[Work request]: Extract each record and reproduce it exactly.
Supplied information Block Start
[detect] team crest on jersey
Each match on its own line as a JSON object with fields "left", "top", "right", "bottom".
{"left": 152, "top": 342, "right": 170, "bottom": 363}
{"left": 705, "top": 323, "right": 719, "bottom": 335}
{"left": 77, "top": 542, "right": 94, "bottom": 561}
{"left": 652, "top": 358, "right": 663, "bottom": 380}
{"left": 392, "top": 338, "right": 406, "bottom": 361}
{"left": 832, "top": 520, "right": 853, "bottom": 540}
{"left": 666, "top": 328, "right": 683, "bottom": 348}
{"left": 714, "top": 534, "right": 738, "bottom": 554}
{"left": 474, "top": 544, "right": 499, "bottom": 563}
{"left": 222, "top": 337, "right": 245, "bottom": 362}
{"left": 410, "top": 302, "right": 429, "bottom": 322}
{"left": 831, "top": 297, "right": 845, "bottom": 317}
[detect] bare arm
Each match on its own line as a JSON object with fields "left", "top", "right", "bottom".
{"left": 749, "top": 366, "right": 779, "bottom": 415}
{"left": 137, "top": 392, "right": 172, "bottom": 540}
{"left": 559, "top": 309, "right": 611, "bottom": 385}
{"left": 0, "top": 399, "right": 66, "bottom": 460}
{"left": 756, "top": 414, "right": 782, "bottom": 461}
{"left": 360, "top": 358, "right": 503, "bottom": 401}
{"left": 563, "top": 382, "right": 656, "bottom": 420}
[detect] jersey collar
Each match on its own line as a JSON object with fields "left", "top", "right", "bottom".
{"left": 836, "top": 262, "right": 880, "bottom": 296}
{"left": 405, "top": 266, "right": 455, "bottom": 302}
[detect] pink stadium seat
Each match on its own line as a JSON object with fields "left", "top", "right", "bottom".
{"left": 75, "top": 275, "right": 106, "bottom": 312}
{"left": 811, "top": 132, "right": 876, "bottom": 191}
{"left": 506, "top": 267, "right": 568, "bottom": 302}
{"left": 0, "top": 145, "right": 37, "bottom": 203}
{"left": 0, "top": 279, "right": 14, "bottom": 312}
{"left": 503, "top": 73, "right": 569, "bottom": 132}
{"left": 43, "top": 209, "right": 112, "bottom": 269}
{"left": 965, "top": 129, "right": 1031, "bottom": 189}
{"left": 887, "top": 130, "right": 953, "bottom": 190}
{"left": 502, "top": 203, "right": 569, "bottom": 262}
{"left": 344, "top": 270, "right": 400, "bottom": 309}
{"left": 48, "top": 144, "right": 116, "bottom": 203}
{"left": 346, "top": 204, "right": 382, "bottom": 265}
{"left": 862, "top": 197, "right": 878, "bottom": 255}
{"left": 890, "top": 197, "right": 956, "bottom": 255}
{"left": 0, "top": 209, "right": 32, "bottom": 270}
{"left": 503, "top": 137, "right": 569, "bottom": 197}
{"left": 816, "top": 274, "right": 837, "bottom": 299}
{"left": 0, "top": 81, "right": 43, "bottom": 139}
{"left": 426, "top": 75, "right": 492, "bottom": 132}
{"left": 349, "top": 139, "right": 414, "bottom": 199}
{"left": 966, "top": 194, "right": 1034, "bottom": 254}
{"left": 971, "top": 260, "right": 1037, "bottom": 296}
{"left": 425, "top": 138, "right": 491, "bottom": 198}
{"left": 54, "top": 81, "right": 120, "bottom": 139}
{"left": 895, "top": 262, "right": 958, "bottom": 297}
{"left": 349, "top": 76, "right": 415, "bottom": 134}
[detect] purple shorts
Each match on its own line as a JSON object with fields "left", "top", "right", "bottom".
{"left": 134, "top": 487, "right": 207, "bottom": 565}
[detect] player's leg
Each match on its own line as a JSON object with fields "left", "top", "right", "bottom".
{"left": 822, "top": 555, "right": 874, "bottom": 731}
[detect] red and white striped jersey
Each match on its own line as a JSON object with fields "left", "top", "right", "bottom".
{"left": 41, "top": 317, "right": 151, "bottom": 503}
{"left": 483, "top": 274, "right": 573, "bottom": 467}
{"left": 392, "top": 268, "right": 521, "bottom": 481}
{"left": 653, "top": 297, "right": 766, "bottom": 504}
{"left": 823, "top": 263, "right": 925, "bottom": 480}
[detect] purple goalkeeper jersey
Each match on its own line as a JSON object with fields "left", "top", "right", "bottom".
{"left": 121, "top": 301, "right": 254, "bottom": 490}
Supplied information Block End
[Answer below]:
[detect] team crest on jersey
Each match on its own line as a JSON object with fields "left", "top", "right", "bottom".
{"left": 152, "top": 342, "right": 170, "bottom": 363}
{"left": 705, "top": 323, "right": 719, "bottom": 335}
{"left": 77, "top": 542, "right": 94, "bottom": 561}
{"left": 652, "top": 358, "right": 663, "bottom": 380}
{"left": 392, "top": 338, "right": 406, "bottom": 361}
{"left": 832, "top": 520, "right": 853, "bottom": 540}
{"left": 666, "top": 328, "right": 683, "bottom": 348}
{"left": 714, "top": 534, "right": 738, "bottom": 554}
{"left": 474, "top": 544, "right": 499, "bottom": 563}
{"left": 222, "top": 337, "right": 245, "bottom": 362}
{"left": 410, "top": 302, "right": 429, "bottom": 322}
{"left": 831, "top": 297, "right": 845, "bottom": 317}
[detect] bare arm
Each match on its own line as a JSON object with fields "left", "top", "right", "bottom".
{"left": 749, "top": 366, "right": 779, "bottom": 415}
{"left": 137, "top": 392, "right": 172, "bottom": 540}
{"left": 559, "top": 309, "right": 611, "bottom": 385}
{"left": 0, "top": 399, "right": 66, "bottom": 460}
{"left": 756, "top": 414, "right": 782, "bottom": 461}
{"left": 360, "top": 358, "right": 503, "bottom": 401}
{"left": 563, "top": 382, "right": 656, "bottom": 420}
[detect] jersey collar
Each match on its own line as a JSON object with fields "left", "top", "right", "bottom".
{"left": 836, "top": 262, "right": 880, "bottom": 296}
{"left": 405, "top": 266, "right": 455, "bottom": 302}
[detect] pink stadium seat
Each match on its own line as a JSON object with fields "left", "top", "right", "bottom".
{"left": 75, "top": 275, "right": 106, "bottom": 312}
{"left": 811, "top": 132, "right": 876, "bottom": 191}
{"left": 506, "top": 267, "right": 568, "bottom": 302}
{"left": 0, "top": 145, "right": 37, "bottom": 203}
{"left": 0, "top": 279, "right": 14, "bottom": 312}
{"left": 503, "top": 73, "right": 569, "bottom": 132}
{"left": 43, "top": 209, "right": 112, "bottom": 269}
{"left": 965, "top": 129, "right": 1031, "bottom": 189}
{"left": 887, "top": 130, "right": 953, "bottom": 190}
{"left": 502, "top": 203, "right": 569, "bottom": 262}
{"left": 344, "top": 270, "right": 400, "bottom": 309}
{"left": 48, "top": 144, "right": 116, "bottom": 203}
{"left": 346, "top": 204, "right": 382, "bottom": 265}
{"left": 862, "top": 197, "right": 878, "bottom": 255}
{"left": 890, "top": 197, "right": 956, "bottom": 255}
{"left": 0, "top": 209, "right": 32, "bottom": 270}
{"left": 503, "top": 137, "right": 569, "bottom": 197}
{"left": 816, "top": 274, "right": 837, "bottom": 299}
{"left": 0, "top": 81, "right": 43, "bottom": 139}
{"left": 426, "top": 75, "right": 492, "bottom": 132}
{"left": 349, "top": 139, "right": 414, "bottom": 199}
{"left": 966, "top": 194, "right": 1034, "bottom": 254}
{"left": 971, "top": 260, "right": 1037, "bottom": 296}
{"left": 425, "top": 138, "right": 491, "bottom": 198}
{"left": 54, "top": 81, "right": 120, "bottom": 139}
{"left": 895, "top": 262, "right": 958, "bottom": 297}
{"left": 349, "top": 76, "right": 415, "bottom": 134}
[detect] purple shorts
Each match on its own line as a JSON object with fields "left", "top", "right", "bottom".
{"left": 134, "top": 487, "right": 207, "bottom": 565}
[detect] player's leg
Each match on its own line as a JSON object with fields "left", "top", "right", "bottom".
{"left": 822, "top": 555, "right": 874, "bottom": 731}
[detect] red and white striped jersey
Each match on its own line as a JSON object with fields "left", "top", "right", "bottom".
{"left": 41, "top": 317, "right": 151, "bottom": 503}
{"left": 483, "top": 274, "right": 573, "bottom": 467}
{"left": 392, "top": 268, "right": 521, "bottom": 481}
{"left": 653, "top": 297, "right": 766, "bottom": 504}
{"left": 823, "top": 263, "right": 925, "bottom": 480}
[detect] purple goalkeeper jersey
Each match on its own line as a JSON object with fields "left", "top", "right", "bottom".
{"left": 121, "top": 301, "right": 254, "bottom": 490}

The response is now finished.